═════ TEXTE PRÉSENTÉ ═════

Même l'amour entre les gens n'a qu'un temps et n'est pas toujours harmonieux. Une longue entente est rare. Et de nos jours, alors que la vie sociale distille un ennui mortel, alors que les époux peuvent ne pas dépendre matériellement l'un de l'autre, les mariages se défont trop souvent et trop vite. Ce sont les enfants qui en souffrent le plus. Ceci n'est que la partie la plus infime de ce que j'ai l'occasion de rencontrer. Les gens ignorent tellement comment se comporter, comment vivre, que la plupart d'entre eux sont dans un état de désespoir muet. Vous savez qu'il existe une issue à TOUTE situation: c'est le Christ"; mais la volonté des gens est paralysée par les passions terrestres, et cette issue universelle et salutaire (qui cependant est indissociablement liée à la lutte contre soi-­même, c'est-à-dire contre ses passions) est refusée dans la majorité des cas. « Venant d'au-delà des passions terrestres / Cette parole est sans écho» (comme dit Baratynski sur la mort de Pouchkine ).

À côté de tout ce qui arrive dans la vie privée, le monde connaît depuis le début du xx- siècle une période de guerres incessantes, grandes et petites. Partout, lès lendemains sont incertains. On sait que le grand froid tue toute vie aussi sûrement que le feu. Et les guerres ont pris ce double caractère : pour faire la guerre, on combat avec le feu quand c'est possible; quand c'est un peu plus grave, on se sert du froid. Mais c'est la même haine, démultipliée, qui a refroidi l'amour. Mon destin, c'est de prier pour la paix, pour la paix du monde entier. Je sais que la force de la prière peut arrêter les impudents, quoique pas jusqu'au bout. Mais si la prière de l'amour cesse, alors nulle culture, nulle science ne peuvent empêcher l'explosion.

Il ne convient pas à un chrétien de tomber dans le pessimisme. Mais cela veut dire que l'optimisme aussi devient déplacé. Le combat de l'esprit avec la mort continue. C'est notre lot dans la vie. Vous savez par expérience que la création du moindre foyer de vie demande beaucoup d'exploits spirituels et de persévérance. Et si nous ne désespérons pas, la victoire est à nous. Vous avez cette arme, « l'arme invincible de la paix ». Que Dieu vous accorde la force spirituelle pour accomplir dignement cet exploit qui est un privilège si rare à l'heure actuelle. Dans tous les cas: petits et grands, familiaux ou à l'échelle mondiale. Il ne nous est pas toujours possible de voir les résultats escomptés dans les limites de la Terre, mais il y aura des résultats, c'est sûr, dans le développement cosmique de l'existence du monde créé. C'est de là que nous tirons notre énergie intarissable pour la prière : la prière de l'esprit, si le corps s'affaiblit.

═════ MATÉRIEL FOURNI ═════

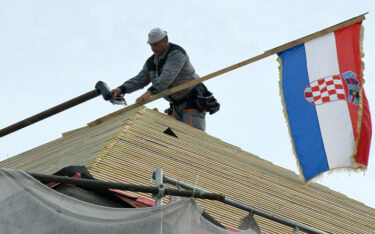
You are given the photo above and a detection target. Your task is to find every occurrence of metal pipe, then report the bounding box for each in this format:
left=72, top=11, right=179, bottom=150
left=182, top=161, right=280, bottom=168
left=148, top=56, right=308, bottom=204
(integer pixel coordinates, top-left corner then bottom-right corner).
left=163, top=176, right=326, bottom=234
left=0, top=89, right=100, bottom=137
left=152, top=168, right=164, bottom=206
left=28, top=173, right=225, bottom=201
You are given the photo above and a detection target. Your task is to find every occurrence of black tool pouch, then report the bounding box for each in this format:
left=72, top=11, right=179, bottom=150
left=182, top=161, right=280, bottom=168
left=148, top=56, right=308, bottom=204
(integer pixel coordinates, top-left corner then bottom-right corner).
left=193, top=83, right=220, bottom=115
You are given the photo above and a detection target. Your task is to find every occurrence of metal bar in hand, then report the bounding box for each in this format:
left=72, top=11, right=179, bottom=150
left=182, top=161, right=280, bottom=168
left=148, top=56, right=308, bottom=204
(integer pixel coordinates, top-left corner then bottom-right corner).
left=163, top=176, right=325, bottom=234
left=28, top=173, right=225, bottom=201
left=0, top=89, right=100, bottom=137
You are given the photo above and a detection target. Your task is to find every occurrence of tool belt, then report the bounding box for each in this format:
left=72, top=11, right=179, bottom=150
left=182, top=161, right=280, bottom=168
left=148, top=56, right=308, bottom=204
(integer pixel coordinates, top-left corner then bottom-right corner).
left=164, top=83, right=220, bottom=115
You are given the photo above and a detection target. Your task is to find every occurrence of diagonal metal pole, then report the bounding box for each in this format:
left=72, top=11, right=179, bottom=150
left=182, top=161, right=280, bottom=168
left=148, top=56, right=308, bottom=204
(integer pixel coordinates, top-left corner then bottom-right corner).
left=28, top=173, right=225, bottom=201
left=163, top=176, right=326, bottom=234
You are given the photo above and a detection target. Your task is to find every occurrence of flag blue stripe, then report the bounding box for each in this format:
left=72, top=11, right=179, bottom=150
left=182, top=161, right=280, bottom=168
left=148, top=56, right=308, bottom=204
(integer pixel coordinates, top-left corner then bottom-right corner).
left=279, top=45, right=329, bottom=180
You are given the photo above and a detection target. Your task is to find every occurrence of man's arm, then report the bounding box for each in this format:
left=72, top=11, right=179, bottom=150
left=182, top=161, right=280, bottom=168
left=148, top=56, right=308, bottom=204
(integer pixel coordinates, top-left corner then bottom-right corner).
left=112, top=64, right=150, bottom=96
left=148, top=50, right=187, bottom=94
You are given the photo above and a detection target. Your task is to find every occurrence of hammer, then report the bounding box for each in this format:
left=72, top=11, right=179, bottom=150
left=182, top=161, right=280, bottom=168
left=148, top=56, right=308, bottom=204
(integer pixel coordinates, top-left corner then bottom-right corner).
left=0, top=81, right=126, bottom=137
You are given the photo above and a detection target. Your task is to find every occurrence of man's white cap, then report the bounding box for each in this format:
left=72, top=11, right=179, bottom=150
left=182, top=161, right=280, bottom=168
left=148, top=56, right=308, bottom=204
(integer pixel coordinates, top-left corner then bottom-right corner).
left=147, top=28, right=167, bottom=44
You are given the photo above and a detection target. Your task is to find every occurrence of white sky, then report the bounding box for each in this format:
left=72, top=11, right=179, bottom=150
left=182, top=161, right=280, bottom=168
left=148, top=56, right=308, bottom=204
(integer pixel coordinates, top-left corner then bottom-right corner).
left=0, top=0, right=375, bottom=208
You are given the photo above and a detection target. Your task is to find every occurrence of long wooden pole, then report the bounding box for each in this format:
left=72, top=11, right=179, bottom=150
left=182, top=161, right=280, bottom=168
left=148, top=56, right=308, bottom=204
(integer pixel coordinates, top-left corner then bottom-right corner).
left=0, top=89, right=100, bottom=137
left=88, top=13, right=367, bottom=127
left=0, top=13, right=367, bottom=133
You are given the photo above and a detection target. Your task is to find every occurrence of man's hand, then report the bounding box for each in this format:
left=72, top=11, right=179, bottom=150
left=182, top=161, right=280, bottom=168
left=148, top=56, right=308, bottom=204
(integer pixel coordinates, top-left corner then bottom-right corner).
left=136, top=90, right=151, bottom=105
left=111, top=88, right=121, bottom=97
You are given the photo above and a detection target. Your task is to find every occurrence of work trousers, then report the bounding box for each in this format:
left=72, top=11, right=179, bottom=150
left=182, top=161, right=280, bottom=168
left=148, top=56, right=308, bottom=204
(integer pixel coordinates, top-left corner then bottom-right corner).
left=172, top=101, right=206, bottom=131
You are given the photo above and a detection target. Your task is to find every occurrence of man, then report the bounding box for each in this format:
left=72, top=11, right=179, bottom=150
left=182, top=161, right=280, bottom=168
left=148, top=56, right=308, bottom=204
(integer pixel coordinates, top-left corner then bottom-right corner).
left=112, top=28, right=213, bottom=130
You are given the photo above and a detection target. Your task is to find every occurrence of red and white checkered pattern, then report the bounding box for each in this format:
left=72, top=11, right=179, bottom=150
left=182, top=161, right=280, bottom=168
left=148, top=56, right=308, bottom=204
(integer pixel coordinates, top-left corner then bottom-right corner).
left=304, top=75, right=346, bottom=105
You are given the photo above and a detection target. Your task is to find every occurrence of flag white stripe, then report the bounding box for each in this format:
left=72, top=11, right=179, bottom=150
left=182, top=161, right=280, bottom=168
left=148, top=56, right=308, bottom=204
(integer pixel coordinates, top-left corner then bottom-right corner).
left=305, top=33, right=355, bottom=168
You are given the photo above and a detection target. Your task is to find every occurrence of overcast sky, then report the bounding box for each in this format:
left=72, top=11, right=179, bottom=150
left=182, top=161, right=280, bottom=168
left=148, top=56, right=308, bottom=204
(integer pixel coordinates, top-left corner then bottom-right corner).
left=0, top=0, right=375, bottom=208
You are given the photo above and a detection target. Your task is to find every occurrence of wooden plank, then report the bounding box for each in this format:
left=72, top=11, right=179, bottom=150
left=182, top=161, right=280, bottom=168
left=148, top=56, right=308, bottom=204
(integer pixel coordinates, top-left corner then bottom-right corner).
left=88, top=13, right=367, bottom=127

═════

▶ [CONSIGNE]: Pouvez-vous réécrire sous forme de liste plus brève le paragraphe du texte présenté qui commence par « Il ne convient pas à un chrétien », en conservant ses faits principaux ?

▶ [RÉPONSE]:
- Un chrétien ne doit pas tomber dans le pessimisme, mais l'optimisme devient lui aussi déplacé.
- Le combat de l'esprit avec la mort continue : c'est notre lot dans la vie.
- Créer le moindre foyer de vie demande beaucoup d'exploits spirituels et de persévérance.
- Si nous ne désespérons pas, la victoire est à nous, avec « l'arme invincible de la paix ».
- Souhait que Dieu accorde la force spirituelle d'accomplir dignement cet exploit, privilège rare aujourd'hui, dans tous les cas, familiaux ou à l'échelle mondiale.
- Les résultats ne sont pas toujours visibles sur Terre, mais il y en aura dans le développement cosmique du monde créé.
- De là vient une énergie intarissable pour la prière de l'esprit, même si le corps s'affaiblit.